Excerpt provided:
********

The "monopoly" of exercise of the invention of a rights holder means that
they can seek an injunction against unauthorized use or demand compensatory
damages for such usage. It is possible to receive economic advantages as
being able to sell the rights, permitting others to use it (licensing) or
providing it for security for financing. In other words, the rights holder
has every aspect of rights. The validity of the patent right is such that
it can be used against those who are exercising usage without knowing of
the existence of the patents.
What should be paid attention to here is that once the patent has been obtained
it does not mean that one is necessarily free to use that invention. Many
patents are incremental inventions. and there are many cases where the invention
is one part only and an indispensable part may be subject to the patent of
another party. Without that party's consent for use, your patented invention
may be useless.
Of course there is also the other problem of the international system. Japanese
patent law officially only applies within the borders of Japan. In general,
if one wants one's invention to enjoy the patent protections of other countries,
one must apply for a patent in that country.
The Meaning of Patent.

********

Excerpted records:

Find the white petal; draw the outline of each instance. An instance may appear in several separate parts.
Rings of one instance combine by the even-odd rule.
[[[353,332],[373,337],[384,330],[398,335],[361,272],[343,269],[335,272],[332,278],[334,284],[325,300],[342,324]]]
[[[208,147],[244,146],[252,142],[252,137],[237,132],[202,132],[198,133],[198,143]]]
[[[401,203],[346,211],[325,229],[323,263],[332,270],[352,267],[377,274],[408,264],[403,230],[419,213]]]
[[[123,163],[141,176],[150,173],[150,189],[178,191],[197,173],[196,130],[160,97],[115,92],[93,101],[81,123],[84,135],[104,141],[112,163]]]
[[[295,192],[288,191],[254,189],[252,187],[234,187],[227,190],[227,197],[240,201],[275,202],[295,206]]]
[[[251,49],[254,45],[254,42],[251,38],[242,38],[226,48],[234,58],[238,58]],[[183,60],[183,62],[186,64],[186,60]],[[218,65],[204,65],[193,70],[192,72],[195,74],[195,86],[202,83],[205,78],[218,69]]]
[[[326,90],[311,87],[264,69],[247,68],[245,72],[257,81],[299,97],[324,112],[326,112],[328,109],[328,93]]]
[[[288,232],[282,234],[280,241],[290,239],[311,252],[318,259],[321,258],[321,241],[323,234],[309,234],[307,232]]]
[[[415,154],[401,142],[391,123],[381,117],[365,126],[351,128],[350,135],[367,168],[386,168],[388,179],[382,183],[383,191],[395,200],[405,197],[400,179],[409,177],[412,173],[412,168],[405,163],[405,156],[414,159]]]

********

Problem description:
Please return the entire passage on patent rights word for word, without changing anything.

Problem solution:
The "monopoly" of exercise of the invention of a rights holder means that
they can seek an injunction against unauthorized use or demand compensatory
damages for such usage. It is possible to receive economic advantages as
being able to sell the rights, permitting others to use it (licensing) or
providing it for security for financing. In other words, the rights holder
has every aspect of rights. The validity of the patent right is such that
it can be used against those who are exercising usage without knowing of
the existence of the patents.
What should be paid attention to here is that once the patent has been obtained
it does not mean that one is necessarily free to use that invention. Many
patents are incremental inventions. and there are many cases where the invention
is one part only and an indispensable part may be subject to the patent of
another party. Without that party's consent for use, your patented invention
may be useless.
Of course there is also the other problem of the international system. Japanese
patent law officially only applies within the borders of Japan. In general,
if one wants one's invention to enjoy the patent protections of other countries,
one must apply for a patent in that country.
The Meaning of Patent.